* TASK BRIEF *
Rewrite the records from the line containing "of the medication" through the line containing "(1117, 596)", both lines included, reproducing each line as it stands but reducing every point coordinate in the answers by 20.

────────

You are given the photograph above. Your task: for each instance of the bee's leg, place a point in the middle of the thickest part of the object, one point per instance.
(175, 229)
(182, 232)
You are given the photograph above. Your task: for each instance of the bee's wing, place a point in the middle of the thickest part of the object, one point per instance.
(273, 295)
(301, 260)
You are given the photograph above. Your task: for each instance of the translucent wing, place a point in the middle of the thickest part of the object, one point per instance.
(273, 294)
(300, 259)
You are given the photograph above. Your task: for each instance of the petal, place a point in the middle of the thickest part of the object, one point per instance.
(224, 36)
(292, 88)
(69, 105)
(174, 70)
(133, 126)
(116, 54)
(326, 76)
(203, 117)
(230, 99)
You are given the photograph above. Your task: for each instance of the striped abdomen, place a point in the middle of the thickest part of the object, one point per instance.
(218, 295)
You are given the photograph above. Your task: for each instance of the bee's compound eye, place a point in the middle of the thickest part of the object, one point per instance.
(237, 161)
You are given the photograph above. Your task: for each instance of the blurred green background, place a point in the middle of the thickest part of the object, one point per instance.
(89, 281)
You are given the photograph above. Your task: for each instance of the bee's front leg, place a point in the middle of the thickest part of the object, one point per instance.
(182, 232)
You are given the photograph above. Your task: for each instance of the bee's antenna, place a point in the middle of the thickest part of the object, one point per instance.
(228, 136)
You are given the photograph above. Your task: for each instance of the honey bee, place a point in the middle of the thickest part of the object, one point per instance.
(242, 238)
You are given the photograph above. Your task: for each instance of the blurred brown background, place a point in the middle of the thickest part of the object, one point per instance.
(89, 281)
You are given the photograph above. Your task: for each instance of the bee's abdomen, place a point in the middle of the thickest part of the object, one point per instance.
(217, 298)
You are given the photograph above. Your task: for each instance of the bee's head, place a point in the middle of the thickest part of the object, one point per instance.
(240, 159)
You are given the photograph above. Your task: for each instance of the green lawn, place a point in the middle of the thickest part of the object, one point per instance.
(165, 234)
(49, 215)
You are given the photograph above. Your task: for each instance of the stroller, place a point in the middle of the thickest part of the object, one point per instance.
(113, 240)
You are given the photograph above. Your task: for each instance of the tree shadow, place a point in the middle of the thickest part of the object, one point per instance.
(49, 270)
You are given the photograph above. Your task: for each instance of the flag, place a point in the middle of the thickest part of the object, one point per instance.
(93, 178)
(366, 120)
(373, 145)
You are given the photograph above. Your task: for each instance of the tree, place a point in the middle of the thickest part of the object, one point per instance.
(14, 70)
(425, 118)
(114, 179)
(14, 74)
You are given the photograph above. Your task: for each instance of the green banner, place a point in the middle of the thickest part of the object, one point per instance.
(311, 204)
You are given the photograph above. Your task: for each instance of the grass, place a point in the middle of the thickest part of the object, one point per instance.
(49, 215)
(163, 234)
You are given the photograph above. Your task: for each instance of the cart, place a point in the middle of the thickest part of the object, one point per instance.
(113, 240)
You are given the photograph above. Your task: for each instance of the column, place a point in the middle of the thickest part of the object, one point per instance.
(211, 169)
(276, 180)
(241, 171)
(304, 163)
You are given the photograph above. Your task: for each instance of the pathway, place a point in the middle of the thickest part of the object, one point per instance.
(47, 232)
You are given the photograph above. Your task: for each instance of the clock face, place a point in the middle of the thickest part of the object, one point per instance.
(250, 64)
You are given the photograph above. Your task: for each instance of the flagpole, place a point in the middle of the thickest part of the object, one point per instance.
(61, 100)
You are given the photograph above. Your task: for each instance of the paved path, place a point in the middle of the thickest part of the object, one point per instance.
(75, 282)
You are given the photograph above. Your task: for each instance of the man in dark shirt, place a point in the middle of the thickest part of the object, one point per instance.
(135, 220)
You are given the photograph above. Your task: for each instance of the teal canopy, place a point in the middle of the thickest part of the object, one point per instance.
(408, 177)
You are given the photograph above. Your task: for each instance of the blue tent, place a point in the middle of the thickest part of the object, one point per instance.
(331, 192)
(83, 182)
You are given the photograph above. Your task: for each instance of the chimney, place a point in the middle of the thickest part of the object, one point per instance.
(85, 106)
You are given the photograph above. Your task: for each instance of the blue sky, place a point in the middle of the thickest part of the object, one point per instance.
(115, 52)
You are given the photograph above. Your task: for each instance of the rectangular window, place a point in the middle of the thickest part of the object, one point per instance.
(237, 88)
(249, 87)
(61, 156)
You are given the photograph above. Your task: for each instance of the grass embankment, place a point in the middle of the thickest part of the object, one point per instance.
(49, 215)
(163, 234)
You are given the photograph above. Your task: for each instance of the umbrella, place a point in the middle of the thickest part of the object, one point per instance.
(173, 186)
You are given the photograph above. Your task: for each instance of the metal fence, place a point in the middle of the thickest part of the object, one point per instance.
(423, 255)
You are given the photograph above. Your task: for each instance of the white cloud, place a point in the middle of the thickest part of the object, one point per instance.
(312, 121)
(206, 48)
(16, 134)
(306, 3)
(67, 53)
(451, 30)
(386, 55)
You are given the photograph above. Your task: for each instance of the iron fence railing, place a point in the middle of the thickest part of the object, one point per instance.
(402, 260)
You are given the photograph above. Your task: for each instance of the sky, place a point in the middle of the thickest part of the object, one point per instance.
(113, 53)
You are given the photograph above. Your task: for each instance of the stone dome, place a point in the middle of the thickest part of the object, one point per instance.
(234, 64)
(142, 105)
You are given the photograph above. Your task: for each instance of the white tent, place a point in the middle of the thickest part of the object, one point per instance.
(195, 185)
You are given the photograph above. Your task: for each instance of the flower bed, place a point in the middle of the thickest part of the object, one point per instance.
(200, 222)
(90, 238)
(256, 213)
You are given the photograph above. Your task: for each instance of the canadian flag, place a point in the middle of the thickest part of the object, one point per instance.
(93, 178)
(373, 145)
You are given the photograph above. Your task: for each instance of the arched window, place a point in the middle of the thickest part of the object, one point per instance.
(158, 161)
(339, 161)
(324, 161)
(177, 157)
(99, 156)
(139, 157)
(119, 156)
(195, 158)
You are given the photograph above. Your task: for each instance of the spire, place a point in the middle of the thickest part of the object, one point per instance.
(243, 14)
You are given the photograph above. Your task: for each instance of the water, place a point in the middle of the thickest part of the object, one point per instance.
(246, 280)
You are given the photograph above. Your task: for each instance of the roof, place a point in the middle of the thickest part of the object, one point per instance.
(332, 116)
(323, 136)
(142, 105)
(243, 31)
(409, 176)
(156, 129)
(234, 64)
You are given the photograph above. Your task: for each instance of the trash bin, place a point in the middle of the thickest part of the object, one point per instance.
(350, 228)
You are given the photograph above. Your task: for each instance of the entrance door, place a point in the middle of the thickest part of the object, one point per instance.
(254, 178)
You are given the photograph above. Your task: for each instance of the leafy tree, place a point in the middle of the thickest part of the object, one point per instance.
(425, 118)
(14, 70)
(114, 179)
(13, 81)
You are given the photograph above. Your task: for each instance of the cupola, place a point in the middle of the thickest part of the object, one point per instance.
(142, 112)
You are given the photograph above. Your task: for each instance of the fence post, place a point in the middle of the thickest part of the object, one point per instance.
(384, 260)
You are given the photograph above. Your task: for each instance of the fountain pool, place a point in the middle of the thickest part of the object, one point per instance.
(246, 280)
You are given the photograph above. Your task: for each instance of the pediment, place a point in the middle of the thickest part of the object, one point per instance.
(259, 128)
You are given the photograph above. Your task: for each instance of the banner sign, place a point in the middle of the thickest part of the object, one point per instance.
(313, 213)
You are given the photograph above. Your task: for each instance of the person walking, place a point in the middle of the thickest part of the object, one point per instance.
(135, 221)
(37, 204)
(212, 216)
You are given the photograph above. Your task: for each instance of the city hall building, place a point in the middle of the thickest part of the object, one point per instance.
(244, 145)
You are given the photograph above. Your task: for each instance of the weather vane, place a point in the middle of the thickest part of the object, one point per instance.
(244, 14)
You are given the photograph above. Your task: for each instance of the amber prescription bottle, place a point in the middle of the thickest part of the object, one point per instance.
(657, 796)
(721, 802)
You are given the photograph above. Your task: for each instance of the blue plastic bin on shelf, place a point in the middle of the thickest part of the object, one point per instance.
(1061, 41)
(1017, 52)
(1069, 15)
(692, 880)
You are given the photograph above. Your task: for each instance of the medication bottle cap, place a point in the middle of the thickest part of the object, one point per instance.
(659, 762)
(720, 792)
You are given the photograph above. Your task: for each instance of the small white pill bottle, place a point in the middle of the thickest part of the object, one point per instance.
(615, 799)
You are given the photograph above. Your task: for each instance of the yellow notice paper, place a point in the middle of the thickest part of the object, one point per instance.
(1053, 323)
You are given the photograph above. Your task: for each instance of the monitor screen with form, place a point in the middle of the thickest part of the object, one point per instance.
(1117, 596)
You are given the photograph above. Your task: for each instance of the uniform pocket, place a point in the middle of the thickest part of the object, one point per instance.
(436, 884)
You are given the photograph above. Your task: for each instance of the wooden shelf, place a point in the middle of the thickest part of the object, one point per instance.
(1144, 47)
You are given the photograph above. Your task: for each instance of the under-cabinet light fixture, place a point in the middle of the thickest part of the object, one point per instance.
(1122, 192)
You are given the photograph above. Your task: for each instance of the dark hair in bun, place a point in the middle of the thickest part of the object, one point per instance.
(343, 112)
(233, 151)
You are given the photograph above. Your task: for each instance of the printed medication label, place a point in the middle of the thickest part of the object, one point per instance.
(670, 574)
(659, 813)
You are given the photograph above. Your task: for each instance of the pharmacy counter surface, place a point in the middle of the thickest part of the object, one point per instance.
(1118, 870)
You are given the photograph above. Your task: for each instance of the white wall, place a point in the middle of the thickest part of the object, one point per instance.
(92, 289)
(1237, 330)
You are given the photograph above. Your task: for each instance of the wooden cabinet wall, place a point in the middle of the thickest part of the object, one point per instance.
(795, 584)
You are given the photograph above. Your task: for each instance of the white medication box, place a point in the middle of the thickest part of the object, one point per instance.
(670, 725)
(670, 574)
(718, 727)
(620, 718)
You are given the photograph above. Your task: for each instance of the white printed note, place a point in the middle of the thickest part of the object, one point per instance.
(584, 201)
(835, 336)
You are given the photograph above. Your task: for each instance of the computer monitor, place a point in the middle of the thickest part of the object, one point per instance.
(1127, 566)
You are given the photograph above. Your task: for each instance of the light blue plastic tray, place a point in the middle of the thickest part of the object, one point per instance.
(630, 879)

────────

* ANSWER TO THE PROBLEM *
You are given the photograph above. Your task: for each instance of the medication bottle cap, place a point in the middle of the thickest part of the object, one point per instance.
(639, 742)
(700, 772)
You are given the photograph above. Your task: for each instance of the small white pill bottle, place a point in the middle of the thickest part of the object, one point per instance.
(595, 779)
You are given the photograph above. Your task: for each instance of the yellow notice paper, place a point in the middle of the thickest part of the object, one point per instance.
(1033, 303)
You are given the photograph above. Your task: for each instance of the monitor screen with form, place a point in the middle of the thickest part of the object, one point per instance.
(1097, 576)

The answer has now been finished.